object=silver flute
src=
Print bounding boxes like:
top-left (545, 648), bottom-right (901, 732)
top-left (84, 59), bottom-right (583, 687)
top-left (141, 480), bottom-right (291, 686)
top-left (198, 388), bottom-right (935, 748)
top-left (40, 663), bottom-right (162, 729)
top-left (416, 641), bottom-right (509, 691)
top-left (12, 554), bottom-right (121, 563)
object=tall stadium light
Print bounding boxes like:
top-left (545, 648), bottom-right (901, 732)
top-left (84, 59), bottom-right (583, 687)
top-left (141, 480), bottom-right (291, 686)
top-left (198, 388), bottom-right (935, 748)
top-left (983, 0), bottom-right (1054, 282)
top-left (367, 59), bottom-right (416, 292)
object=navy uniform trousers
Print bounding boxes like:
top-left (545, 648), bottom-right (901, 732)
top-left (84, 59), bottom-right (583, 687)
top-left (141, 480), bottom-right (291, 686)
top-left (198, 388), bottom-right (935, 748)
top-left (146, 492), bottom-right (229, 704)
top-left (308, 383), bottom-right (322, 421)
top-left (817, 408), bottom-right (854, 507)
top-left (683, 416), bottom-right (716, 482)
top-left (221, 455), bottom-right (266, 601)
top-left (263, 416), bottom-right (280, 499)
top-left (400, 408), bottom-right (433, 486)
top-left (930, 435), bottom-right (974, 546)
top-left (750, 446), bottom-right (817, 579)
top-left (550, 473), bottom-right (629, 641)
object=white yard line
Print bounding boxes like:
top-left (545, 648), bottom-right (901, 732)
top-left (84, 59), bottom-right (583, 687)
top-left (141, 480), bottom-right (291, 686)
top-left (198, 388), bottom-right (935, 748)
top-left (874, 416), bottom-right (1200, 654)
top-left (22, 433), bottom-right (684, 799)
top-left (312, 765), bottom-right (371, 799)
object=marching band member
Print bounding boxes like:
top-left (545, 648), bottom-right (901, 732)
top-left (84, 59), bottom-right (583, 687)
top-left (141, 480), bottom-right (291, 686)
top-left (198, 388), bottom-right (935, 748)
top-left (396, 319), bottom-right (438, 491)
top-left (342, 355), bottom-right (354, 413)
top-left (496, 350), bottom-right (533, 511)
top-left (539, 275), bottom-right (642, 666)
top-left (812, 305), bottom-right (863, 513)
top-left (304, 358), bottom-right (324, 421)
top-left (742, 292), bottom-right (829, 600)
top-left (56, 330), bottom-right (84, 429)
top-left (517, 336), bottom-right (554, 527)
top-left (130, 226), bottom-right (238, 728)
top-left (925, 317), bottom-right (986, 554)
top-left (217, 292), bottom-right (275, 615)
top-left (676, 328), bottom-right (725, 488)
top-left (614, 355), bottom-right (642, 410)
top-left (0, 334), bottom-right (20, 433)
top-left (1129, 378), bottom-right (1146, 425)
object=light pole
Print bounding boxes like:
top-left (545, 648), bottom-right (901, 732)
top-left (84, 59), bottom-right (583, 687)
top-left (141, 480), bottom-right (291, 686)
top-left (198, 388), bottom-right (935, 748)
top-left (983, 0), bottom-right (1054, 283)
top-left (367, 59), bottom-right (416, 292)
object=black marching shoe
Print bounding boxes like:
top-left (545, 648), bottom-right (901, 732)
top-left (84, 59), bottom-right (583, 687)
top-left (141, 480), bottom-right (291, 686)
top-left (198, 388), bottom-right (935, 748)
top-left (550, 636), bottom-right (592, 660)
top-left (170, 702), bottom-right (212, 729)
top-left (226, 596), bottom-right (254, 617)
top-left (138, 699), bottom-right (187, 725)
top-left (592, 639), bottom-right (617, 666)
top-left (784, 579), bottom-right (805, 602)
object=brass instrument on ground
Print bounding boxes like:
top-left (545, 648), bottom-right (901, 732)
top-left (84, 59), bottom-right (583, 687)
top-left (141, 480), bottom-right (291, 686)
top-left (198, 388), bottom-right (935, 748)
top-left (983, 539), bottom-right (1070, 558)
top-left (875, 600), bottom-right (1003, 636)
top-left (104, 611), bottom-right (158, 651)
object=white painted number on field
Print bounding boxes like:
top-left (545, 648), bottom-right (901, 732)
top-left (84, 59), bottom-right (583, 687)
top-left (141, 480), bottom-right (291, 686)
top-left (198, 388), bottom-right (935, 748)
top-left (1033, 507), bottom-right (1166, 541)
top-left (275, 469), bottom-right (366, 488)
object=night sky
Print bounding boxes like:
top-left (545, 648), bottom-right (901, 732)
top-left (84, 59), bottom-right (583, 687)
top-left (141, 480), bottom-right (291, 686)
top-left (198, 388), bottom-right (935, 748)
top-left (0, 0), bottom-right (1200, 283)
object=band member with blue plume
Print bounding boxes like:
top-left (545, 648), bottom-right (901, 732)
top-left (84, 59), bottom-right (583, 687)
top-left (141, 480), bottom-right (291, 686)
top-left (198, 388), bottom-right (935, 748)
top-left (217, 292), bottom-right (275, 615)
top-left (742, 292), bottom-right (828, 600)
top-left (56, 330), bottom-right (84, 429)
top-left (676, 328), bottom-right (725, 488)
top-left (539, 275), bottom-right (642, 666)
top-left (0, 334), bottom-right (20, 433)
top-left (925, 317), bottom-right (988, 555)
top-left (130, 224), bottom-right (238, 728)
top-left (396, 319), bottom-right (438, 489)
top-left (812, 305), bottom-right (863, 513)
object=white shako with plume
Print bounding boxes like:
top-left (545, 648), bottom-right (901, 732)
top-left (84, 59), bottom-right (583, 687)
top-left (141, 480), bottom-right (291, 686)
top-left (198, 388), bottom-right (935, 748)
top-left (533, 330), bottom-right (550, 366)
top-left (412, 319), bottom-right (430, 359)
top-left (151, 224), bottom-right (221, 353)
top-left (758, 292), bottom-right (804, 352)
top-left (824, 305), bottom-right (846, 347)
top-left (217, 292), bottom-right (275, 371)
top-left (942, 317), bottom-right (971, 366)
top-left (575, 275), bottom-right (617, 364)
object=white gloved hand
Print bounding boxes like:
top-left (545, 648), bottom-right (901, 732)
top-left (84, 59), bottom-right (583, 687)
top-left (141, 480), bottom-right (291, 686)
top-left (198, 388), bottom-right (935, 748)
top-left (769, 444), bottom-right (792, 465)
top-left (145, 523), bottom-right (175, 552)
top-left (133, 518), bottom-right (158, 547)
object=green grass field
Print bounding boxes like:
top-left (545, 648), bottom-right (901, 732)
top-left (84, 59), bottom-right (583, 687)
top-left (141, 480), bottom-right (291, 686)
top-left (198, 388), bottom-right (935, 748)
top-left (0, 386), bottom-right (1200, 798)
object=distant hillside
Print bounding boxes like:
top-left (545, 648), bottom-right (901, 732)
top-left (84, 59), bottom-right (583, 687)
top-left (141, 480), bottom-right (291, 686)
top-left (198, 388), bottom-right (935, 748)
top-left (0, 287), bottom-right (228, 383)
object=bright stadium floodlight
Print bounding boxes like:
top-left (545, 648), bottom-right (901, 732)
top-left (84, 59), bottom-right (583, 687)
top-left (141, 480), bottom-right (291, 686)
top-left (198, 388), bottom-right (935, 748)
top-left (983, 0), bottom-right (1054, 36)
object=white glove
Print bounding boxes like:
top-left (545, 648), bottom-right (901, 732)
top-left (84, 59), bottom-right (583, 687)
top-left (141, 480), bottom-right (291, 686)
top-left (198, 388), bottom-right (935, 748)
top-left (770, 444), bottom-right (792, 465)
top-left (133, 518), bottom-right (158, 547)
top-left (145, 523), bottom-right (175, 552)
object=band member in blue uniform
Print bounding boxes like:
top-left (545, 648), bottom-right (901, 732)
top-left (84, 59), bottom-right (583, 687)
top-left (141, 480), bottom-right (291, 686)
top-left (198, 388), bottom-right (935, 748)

====

Swap "bounding boxes" for "box coordinates" throughout the entries above, and reproduce them with nothing else changed.

RESPONSE TO THIS TASK:
object=silver flute
src=
Print box coordinates like:
top-left (545, 648), bottom-right (901, 732)
top-left (84, 59), bottom-right (583, 687)
top-left (141, 480), bottom-right (291, 686)
top-left (198, 388), bottom-right (935, 748)
top-left (40, 663), bottom-right (162, 729)
top-left (416, 641), bottom-right (509, 691)
top-left (12, 554), bottom-right (121, 563)
object=tall stadium light
Print box coordinates like:
top-left (545, 648), bottom-right (901, 732)
top-left (84, 59), bottom-right (583, 687)
top-left (141, 480), bottom-right (291, 686)
top-left (198, 388), bottom-right (935, 748)
top-left (983, 0), bottom-right (1054, 282)
top-left (367, 59), bottom-right (416, 292)
object=navy uniform trousers
Print box coordinates like:
top-left (545, 648), bottom-right (901, 732)
top-left (84, 59), bottom-right (583, 687)
top-left (141, 480), bottom-right (291, 686)
top-left (198, 388), bottom-right (935, 748)
top-left (146, 492), bottom-right (229, 704)
top-left (308, 383), bottom-right (322, 421)
top-left (817, 408), bottom-right (854, 507)
top-left (683, 416), bottom-right (716, 482)
top-left (221, 455), bottom-right (266, 601)
top-left (263, 416), bottom-right (280, 499)
top-left (400, 408), bottom-right (433, 486)
top-left (930, 435), bottom-right (974, 546)
top-left (750, 446), bottom-right (817, 579)
top-left (550, 473), bottom-right (629, 641)
object=white yard line
Print box coordinates like:
top-left (545, 648), bottom-right (901, 732)
top-left (84, 59), bottom-right (583, 687)
top-left (141, 480), bottom-right (291, 686)
top-left (198, 388), bottom-right (935, 748)
top-left (874, 416), bottom-right (1200, 654)
top-left (22, 433), bottom-right (684, 799)
top-left (312, 765), bottom-right (371, 799)
object=marching band member
Print box coordinates like:
top-left (545, 648), bottom-right (901, 732)
top-left (84, 59), bottom-right (583, 687)
top-left (141, 480), bottom-right (291, 686)
top-left (198, 388), bottom-right (935, 748)
top-left (396, 319), bottom-right (438, 491)
top-left (342, 355), bottom-right (354, 413)
top-left (496, 350), bottom-right (533, 511)
top-left (539, 275), bottom-right (642, 666)
top-left (812, 305), bottom-right (863, 513)
top-left (304, 358), bottom-right (324, 421)
top-left (742, 292), bottom-right (829, 600)
top-left (56, 330), bottom-right (84, 429)
top-left (517, 336), bottom-right (554, 527)
top-left (130, 226), bottom-right (238, 728)
top-left (925, 317), bottom-right (986, 554)
top-left (217, 292), bottom-right (275, 615)
top-left (676, 328), bottom-right (725, 488)
top-left (614, 355), bottom-right (642, 410)
top-left (0, 334), bottom-right (20, 433)
top-left (1129, 378), bottom-right (1146, 425)
object=light pole
Print box coordinates like:
top-left (545, 648), bottom-right (901, 732)
top-left (84, 59), bottom-right (583, 687)
top-left (141, 480), bottom-right (291, 686)
top-left (198, 388), bottom-right (935, 748)
top-left (983, 0), bottom-right (1054, 283)
top-left (367, 59), bottom-right (416, 292)
object=black marching shoe
Print box coordinates like:
top-left (545, 648), bottom-right (901, 732)
top-left (84, 59), bottom-right (583, 687)
top-left (141, 480), bottom-right (291, 686)
top-left (198, 388), bottom-right (935, 748)
top-left (550, 636), bottom-right (592, 660)
top-left (170, 702), bottom-right (212, 729)
top-left (226, 596), bottom-right (254, 617)
top-left (138, 699), bottom-right (187, 725)
top-left (592, 639), bottom-right (617, 666)
top-left (784, 579), bottom-right (805, 602)
object=brass instrument on ground
Print box coordinates like:
top-left (545, 648), bottom-right (901, 732)
top-left (84, 59), bottom-right (583, 687)
top-left (141, 480), bottom-right (291, 686)
top-left (198, 388), bottom-right (935, 748)
top-left (983, 539), bottom-right (1070, 558)
top-left (875, 600), bottom-right (1003, 636)
top-left (104, 611), bottom-right (158, 651)
object=white painted number on field
Print box coordinates like:
top-left (545, 648), bottom-right (901, 732)
top-left (84, 59), bottom-right (583, 687)
top-left (141, 480), bottom-right (291, 686)
top-left (198, 388), bottom-right (935, 748)
top-left (1033, 507), bottom-right (1166, 541)
top-left (275, 469), bottom-right (366, 488)
object=night sky
Print box coordinates like:
top-left (545, 648), bottom-right (901, 732)
top-left (84, 59), bottom-right (583, 687)
top-left (141, 480), bottom-right (291, 686)
top-left (198, 388), bottom-right (935, 748)
top-left (0, 0), bottom-right (1200, 283)
object=band member with blue plume
Print box coordinates like:
top-left (545, 648), bottom-right (901, 732)
top-left (84, 59), bottom-right (583, 687)
top-left (141, 480), bottom-right (291, 686)
top-left (198, 388), bottom-right (935, 748)
top-left (217, 292), bottom-right (275, 615)
top-left (742, 292), bottom-right (828, 600)
top-left (56, 330), bottom-right (84, 429)
top-left (676, 328), bottom-right (725, 488)
top-left (539, 275), bottom-right (642, 666)
top-left (0, 334), bottom-right (20, 433)
top-left (925, 317), bottom-right (988, 555)
top-left (130, 224), bottom-right (238, 728)
top-left (396, 319), bottom-right (438, 489)
top-left (812, 305), bottom-right (863, 513)
object=white shako with plume
Print box coordinates like:
top-left (545, 648), bottom-right (901, 732)
top-left (84, 59), bottom-right (583, 687)
top-left (141, 480), bottom-right (291, 686)
top-left (198, 388), bottom-right (935, 748)
top-left (533, 330), bottom-right (550, 366)
top-left (412, 319), bottom-right (430, 359)
top-left (151, 224), bottom-right (221, 353)
top-left (758, 292), bottom-right (804, 352)
top-left (824, 305), bottom-right (846, 347)
top-left (217, 292), bottom-right (275, 371)
top-left (942, 317), bottom-right (971, 366)
top-left (575, 275), bottom-right (617, 364)
object=white gloved hand
Print box coordinates like:
top-left (545, 648), bottom-right (901, 732)
top-left (84, 59), bottom-right (583, 687)
top-left (141, 480), bottom-right (291, 686)
top-left (198, 388), bottom-right (935, 748)
top-left (769, 444), bottom-right (792, 465)
top-left (145, 523), bottom-right (175, 552)
top-left (133, 518), bottom-right (158, 547)
object=green grass field
Print box coordinates like:
top-left (545, 648), bottom-right (901, 732)
top-left (84, 59), bottom-right (583, 687)
top-left (141, 480), bottom-right (291, 686)
top-left (198, 388), bottom-right (935, 748)
top-left (0, 386), bottom-right (1200, 798)
object=distant hillside
Print box coordinates like:
top-left (545, 648), bottom-right (901, 732)
top-left (84, 59), bottom-right (583, 687)
top-left (141, 480), bottom-right (291, 686)
top-left (198, 388), bottom-right (935, 748)
top-left (0, 287), bottom-right (228, 383)
object=bright stadium floodlight
Print box coordinates like:
top-left (545, 648), bottom-right (901, 732)
top-left (84, 59), bottom-right (583, 687)
top-left (141, 480), bottom-right (291, 686)
top-left (198, 388), bottom-right (935, 748)
top-left (983, 0), bottom-right (1054, 36)
object=white glove
Print box coordinates like:
top-left (545, 648), bottom-right (901, 732)
top-left (84, 59), bottom-right (583, 687)
top-left (141, 480), bottom-right (291, 686)
top-left (198, 388), bottom-right (935, 748)
top-left (770, 444), bottom-right (792, 465)
top-left (133, 518), bottom-right (158, 547)
top-left (145, 523), bottom-right (175, 552)
object=band member in blue uniform
Print box coordinates like:
top-left (545, 648), bottom-right (901, 732)
top-left (84, 59), bottom-right (583, 687)
top-left (141, 480), bottom-right (291, 686)
top-left (198, 388), bottom-right (935, 748)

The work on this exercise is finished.